_SOURCE EXCERPT_.
══════════
5. Will the D.C. Council, deeply frustrated by Mayor Adrian Fenty's end runs around them on issue after issue, embark on a more confrontational or obstructionist path over the next two years?
If Michael Brown wins the at-large council contest, will that embolden chairman Vincent Gray and council members such as Marion Barry (Ward 8), Harry Thomas (Ward 5), Phil Mendelson (At Large), and David Catania (At Large) to take a stronger, elbows-out approach in their battles to get the mayor to be more open, cooperative and even deferential to the council?
If Carol Schwartz's write-in campaign to save her seat succeeds, on the other hand, will the council continue to temper its criticism of the mayor with regular reminders to themselves that Fenty won every precinct in the city and continues to enjoy broad popularity?
6. How close can Mark Warner come to sweeping every county and city in Virginia, and if he does win that remarkable support, what does that mean for next year's race for governor?
Mark Warner is so far ahead in polling in his race to succeed John Warner in the U.S. Senate that some of his giant stockpile of campaign cash has been deployed lately in an effort to see if the former governor might achieve the unthinkable--winning in every county and city in the commonwealth. It's of course extremely unlikely that he'll pull it off, even against a weak opponent such as Jim Gilmore (at her stops in Virginia last week, Sarah Palin didn't even bother to mention Gilmore to the crowds--a rare breach of protocol bordering on outright insult). But would a huge Warner victory reflect only his personal success in portraying himself as a centrist whose business focus and practical manner transcend party, or would it give Democrats a real leg up on next year's governor's race?
The Democratic field in that contest is not strong--Alexandria Del. Brian Moran is largely unknown in much of the state outside of northern Virginia, state Sen. Creigh Deeds from Charlottesville is similarly unknown in the Washington suburbs, and former Clinton party chief Terry McAuliffe has all the money-raising potential as well as lots of potential to be perceived as an outsider who's trying to pull a Hillary Clinton by running in a state where he has had zero political role prior to this run for the top office. But the presumptive Republican candidate, attorney general Bob McDonnell, is a hard-right conservative whose ties to Rev. Pat Robertson won't play well in northern Virginia.
══════════
_DIRECTION 1_. Retype the entire passage about the D.C. Council and the Virginia races word for word.
_DIRECTION 2_. Show each line of the records that contains the word "tree", copied in full.

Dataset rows
══════════
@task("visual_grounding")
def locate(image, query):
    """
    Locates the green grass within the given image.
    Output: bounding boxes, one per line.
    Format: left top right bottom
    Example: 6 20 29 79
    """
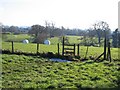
0 54 120 88
2 34 33 42
2 42 118 59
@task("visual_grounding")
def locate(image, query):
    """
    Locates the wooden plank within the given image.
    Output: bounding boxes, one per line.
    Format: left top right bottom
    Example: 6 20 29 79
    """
62 37 64 56
77 44 80 56
58 43 60 55
74 44 75 56
37 43 39 54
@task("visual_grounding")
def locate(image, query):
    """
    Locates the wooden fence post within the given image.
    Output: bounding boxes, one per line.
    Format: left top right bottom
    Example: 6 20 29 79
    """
57 43 60 55
77 44 80 56
12 41 14 53
37 43 39 54
107 42 111 62
62 37 64 56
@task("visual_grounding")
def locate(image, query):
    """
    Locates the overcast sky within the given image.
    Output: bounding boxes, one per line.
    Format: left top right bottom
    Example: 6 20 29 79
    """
0 0 119 30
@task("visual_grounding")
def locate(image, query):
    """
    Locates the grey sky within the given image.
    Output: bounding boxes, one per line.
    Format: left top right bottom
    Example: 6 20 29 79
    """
0 0 119 30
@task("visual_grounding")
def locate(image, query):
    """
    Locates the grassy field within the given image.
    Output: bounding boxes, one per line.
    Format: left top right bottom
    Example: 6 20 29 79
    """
2 34 33 42
0 35 120 88
0 54 120 88
2 42 118 59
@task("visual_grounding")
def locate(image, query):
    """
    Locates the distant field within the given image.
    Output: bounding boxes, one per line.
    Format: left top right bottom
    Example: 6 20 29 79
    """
0 54 120 89
2 34 33 42
2 42 118 59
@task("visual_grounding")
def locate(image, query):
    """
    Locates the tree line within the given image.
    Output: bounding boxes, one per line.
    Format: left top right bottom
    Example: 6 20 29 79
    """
2 21 120 47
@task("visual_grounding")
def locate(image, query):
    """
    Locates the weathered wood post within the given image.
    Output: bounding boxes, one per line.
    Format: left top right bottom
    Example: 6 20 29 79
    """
12 41 14 53
77 44 80 56
57 43 60 56
85 46 88 59
62 37 64 56
37 43 39 54
107 42 112 62
74 44 75 56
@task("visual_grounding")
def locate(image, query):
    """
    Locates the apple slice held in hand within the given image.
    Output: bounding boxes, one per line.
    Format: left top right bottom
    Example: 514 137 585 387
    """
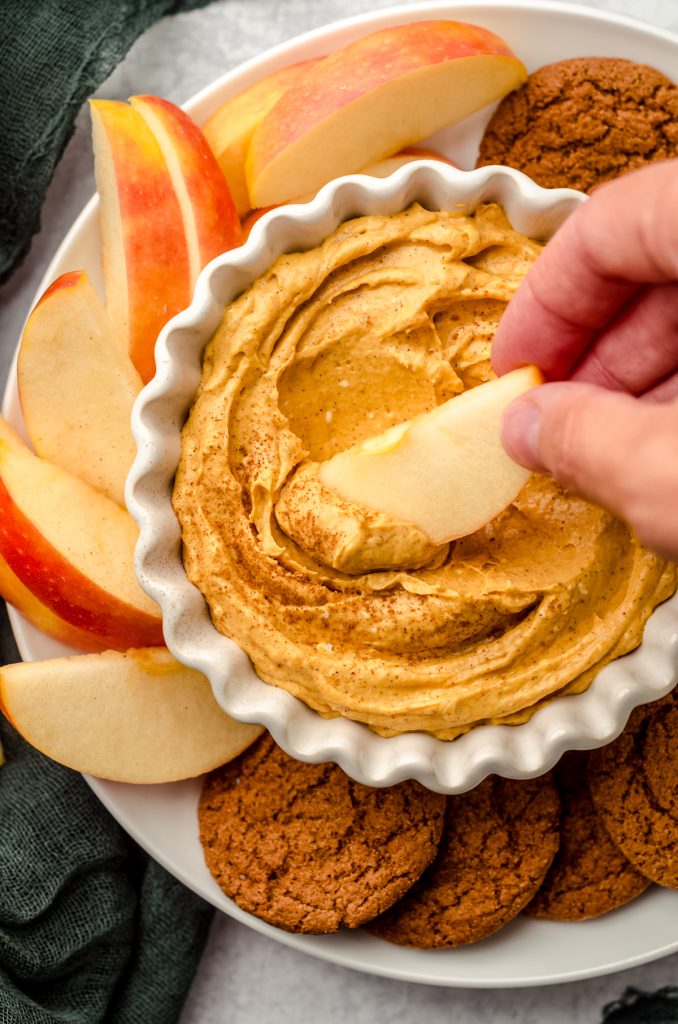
0 421 163 650
319 367 542 544
246 20 527 207
16 270 141 506
0 647 263 782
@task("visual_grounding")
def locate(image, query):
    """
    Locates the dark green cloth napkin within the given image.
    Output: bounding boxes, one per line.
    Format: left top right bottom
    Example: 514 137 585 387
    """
0 0 220 1024
0 0 678 1024
0 606 212 1024
0 0 210 282
602 987 678 1024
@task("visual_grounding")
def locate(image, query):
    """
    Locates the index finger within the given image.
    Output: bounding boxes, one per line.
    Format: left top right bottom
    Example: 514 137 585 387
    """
492 160 678 380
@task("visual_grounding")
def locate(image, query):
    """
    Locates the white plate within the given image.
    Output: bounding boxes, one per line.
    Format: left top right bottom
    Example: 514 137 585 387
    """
3 0 678 988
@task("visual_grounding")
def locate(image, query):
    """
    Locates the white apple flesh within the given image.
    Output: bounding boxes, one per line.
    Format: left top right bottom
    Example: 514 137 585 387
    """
0 647 263 782
319 367 542 544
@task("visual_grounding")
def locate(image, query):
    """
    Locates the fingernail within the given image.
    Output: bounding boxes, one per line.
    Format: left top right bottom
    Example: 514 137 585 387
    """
502 398 544 469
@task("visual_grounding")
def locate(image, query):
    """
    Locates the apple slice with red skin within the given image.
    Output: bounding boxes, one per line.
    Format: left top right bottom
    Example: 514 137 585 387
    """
243 146 457 239
130 96 243 278
0 647 263 783
203 57 322 217
90 99 190 383
246 20 527 207
90 96 242 383
319 367 543 544
0 431 163 650
16 270 141 506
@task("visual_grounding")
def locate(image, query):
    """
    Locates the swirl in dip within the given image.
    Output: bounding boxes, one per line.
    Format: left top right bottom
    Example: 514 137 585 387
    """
173 204 676 739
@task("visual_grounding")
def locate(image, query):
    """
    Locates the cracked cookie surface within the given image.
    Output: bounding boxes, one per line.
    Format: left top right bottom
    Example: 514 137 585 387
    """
476 57 678 193
369 775 559 949
589 690 678 889
198 734 446 933
525 751 649 921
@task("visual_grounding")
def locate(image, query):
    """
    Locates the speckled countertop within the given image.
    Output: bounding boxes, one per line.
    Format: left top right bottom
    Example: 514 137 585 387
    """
0 0 678 1024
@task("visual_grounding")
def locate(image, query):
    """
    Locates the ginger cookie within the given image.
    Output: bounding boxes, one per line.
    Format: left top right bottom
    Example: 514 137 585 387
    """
476 57 678 193
198 733 444 933
368 775 560 949
525 751 649 921
589 690 678 889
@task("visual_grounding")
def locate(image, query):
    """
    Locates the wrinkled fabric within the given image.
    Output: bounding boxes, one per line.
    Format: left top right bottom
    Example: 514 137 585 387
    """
602 986 678 1024
0 0 215 282
0 606 212 1024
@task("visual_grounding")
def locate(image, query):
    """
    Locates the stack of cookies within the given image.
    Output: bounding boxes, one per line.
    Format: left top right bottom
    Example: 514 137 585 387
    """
199 49 678 948
199 691 678 949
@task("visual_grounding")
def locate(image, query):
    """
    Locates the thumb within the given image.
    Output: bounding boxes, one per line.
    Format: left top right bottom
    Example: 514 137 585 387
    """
503 382 678 559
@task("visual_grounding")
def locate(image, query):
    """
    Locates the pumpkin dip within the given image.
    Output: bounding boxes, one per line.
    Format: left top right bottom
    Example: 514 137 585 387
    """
173 204 676 739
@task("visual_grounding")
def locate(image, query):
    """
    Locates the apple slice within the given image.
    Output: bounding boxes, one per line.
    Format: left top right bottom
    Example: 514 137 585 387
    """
17 270 141 506
246 20 527 206
0 425 163 650
130 96 243 280
243 146 457 239
319 367 542 544
203 57 321 217
0 647 263 782
90 99 190 383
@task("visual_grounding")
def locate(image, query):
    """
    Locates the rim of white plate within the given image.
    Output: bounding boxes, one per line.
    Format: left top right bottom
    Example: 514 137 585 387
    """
126 161 678 794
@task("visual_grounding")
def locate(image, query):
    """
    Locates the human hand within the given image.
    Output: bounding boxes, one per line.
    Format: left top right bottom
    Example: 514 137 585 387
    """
492 160 678 559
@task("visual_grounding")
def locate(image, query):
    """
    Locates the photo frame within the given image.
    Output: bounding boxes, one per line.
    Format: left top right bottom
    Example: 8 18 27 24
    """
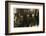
5 1 45 35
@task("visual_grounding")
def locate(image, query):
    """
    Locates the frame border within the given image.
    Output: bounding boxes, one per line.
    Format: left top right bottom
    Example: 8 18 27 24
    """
5 1 45 35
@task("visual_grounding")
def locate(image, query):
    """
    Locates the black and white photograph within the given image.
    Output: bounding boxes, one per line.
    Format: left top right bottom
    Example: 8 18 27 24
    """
5 1 45 35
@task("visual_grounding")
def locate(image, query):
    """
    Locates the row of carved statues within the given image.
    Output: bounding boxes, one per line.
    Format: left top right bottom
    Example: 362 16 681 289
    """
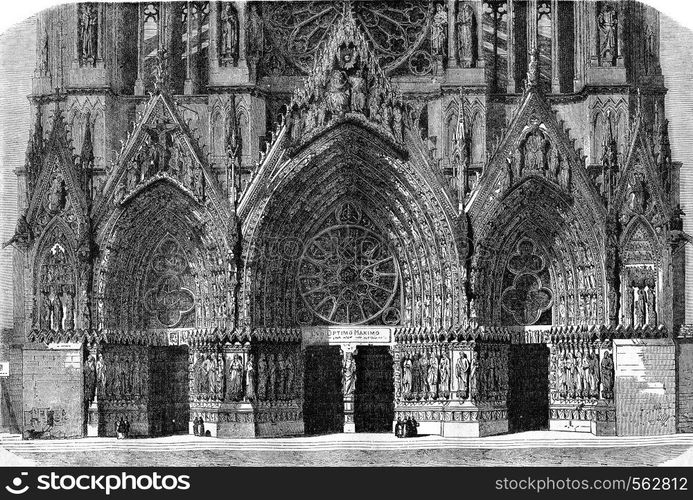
191 348 302 402
84 351 149 404
399 346 508 401
552 344 614 400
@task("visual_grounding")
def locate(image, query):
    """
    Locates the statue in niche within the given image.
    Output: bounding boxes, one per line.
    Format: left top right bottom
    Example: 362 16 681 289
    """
587 350 599 397
527 48 539 88
392 106 404 143
580 345 590 398
457 3 474 68
438 353 450 397
219 3 238 64
325 69 349 115
410 353 421 395
469 352 479 398
342 352 356 396
556 348 568 397
226 354 243 401
633 288 646 327
245 354 255 401
349 70 366 113
257 353 267 401
597 3 618 66
601 351 614 399
63 289 75 330
277 351 286 399
79 3 98 62
267 353 277 401
246 3 265 58
83 354 96 407
48 290 63 332
284 353 296 399
642 285 657 326
401 356 412 397
2 209 31 248
96 352 106 397
426 352 440 399
431 3 448 59
48 175 65 212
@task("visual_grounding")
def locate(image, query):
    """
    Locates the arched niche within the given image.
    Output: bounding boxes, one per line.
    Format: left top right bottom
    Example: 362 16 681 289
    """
95 180 228 330
32 217 80 331
620 216 662 327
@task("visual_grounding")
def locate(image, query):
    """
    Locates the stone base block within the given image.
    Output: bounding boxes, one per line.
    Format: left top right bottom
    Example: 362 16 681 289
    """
590 421 616 436
549 419 594 432
255 420 304 437
216 421 255 438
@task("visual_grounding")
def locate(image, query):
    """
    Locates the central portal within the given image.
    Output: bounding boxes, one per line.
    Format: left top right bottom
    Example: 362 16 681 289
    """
354 346 395 432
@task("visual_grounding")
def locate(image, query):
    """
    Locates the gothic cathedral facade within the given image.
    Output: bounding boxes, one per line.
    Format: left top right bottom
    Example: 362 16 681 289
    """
8 0 693 438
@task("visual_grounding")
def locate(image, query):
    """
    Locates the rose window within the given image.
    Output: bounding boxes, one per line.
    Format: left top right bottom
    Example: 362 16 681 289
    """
298 224 399 325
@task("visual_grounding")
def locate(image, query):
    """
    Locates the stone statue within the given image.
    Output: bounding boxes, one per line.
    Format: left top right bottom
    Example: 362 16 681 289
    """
642 286 657 326
426 352 440 399
455 353 470 399
349 70 366 113
587 351 599 397
527 48 539 88
219 3 238 63
267 354 277 401
83 354 96 407
601 351 614 399
226 354 243 401
325 69 349 115
48 290 63 332
469 352 479 398
342 352 356 396
438 354 450 396
63 290 75 330
597 4 618 66
401 356 412 397
48 176 65 212
633 288 646 327
245 354 255 401
79 3 97 62
96 352 106 396
257 353 267 400
457 3 475 68
392 106 404 143
431 3 448 58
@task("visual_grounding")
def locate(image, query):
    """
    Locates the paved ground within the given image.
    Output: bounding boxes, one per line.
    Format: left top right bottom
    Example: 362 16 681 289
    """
0 432 693 466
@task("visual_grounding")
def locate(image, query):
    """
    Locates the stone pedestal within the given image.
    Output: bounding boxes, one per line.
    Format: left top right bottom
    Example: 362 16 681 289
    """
87 400 99 437
344 395 356 434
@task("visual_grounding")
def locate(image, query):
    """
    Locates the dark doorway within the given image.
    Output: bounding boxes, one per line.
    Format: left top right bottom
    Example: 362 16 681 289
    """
149 346 190 436
303 346 344 434
354 346 395 432
508 344 549 432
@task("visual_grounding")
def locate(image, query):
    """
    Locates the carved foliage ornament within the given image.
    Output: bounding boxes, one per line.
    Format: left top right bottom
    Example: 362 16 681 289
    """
262 1 429 73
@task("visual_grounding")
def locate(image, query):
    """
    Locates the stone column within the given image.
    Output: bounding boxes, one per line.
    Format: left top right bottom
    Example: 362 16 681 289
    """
339 344 357 433
183 2 196 95
448 0 460 68
573 2 587 92
527 0 537 52
502 0 515 94
135 4 146 95
472 0 486 68
235 0 248 66
551 0 561 94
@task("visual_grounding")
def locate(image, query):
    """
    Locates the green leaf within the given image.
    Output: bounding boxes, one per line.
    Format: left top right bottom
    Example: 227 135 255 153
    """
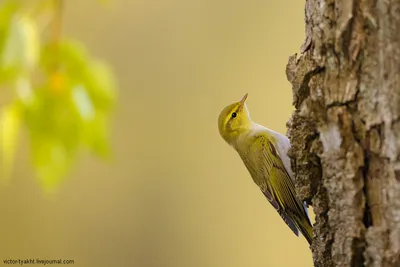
31 135 74 193
0 103 21 180
0 14 40 76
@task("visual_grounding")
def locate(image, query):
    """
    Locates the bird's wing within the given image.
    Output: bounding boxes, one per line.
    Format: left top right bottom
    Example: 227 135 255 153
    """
246 134 312 239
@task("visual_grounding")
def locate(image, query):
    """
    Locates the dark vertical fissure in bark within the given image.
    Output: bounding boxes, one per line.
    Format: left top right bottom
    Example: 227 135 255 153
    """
286 0 400 267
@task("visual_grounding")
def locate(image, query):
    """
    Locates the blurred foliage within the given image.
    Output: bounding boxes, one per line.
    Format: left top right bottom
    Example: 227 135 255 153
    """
0 0 116 191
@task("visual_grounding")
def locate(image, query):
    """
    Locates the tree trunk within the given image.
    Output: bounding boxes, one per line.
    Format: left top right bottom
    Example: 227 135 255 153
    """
══════════
_COMPLETE ANSWER 1_.
5. Will the D.C. Council, deeply frustrated by Mayor Adrian Fenty's end runs around them on issue after issue, embark on a more confrontational or obstructionist path over the next two years?
If Michael Brown wins the at-large council contest, will that embolden chairman Vincent Gray and council members such as Marion Barry (Ward 8), Harry Thomas (Ward 5), Phil Mendelson (At Large), and David Catania (At Large) to take a stronger, elbows-out approach in their battles to get the mayor to be more open, cooperative and even deferential to the council?
If Carol Schwartz's write-in campaign to save her seat succeeds, on the other hand, will the council continue to temper its criticism of the mayor with regular reminders to themselves that Fenty won every precinct in the city and continues to enjoy broad popularity?
6. How close can Mark Warner come to sweeping every county and city in Virginia, and if he does win that remarkable support, what does that mean for next year's race for governor?
Mark Warner is so far ahead in polling in his race to succeed John Warner in the U.S. Senate that some of his giant stockpile of campaign cash has been deployed lately in an effort to see if the former governor might achieve the unthinkable--winning in every county and city in the commonwealth. It's of course extremely unlikely that he'll pull it off, even against a weak opponent such as Jim Gilmore (at her stops in Virginia last week, Sarah Palin didn't even bother to mention Gilmore to the crowds--a rare breach of protocol bordering on outright insult). But would a huge Warner victory reflect only his personal success in portraying himself as a centrist whose business focus and practical manner transcend party, or would it give Democrats a real leg up on next year's governor's race?
The Democratic field in that contest is not strong--Alexandria Del. Brian Moran is largely unknown in much of the state outside of northern Virginia, state Sen. Creigh Deeds from Charlottesville is similarly unknown in the Washington suburbs, and former Clinton party chief Terry McAuliffe has all the money-raising potential as well as lots of potential to be perceived as an outsider who's trying to pull a Hillary Clinton by running in a state where he has had zero political role prior to this run for the top office. But the presumptive Republican candidate, attorney general Bob McDonnell, is a hard-right conservative whose ties to Rev. Pat Robertson won't play well in northern Virginia.

_COMPLETE ANSWER 2_.
    Locates the tree line within the given image.
    Locates the tree trunk within the given image.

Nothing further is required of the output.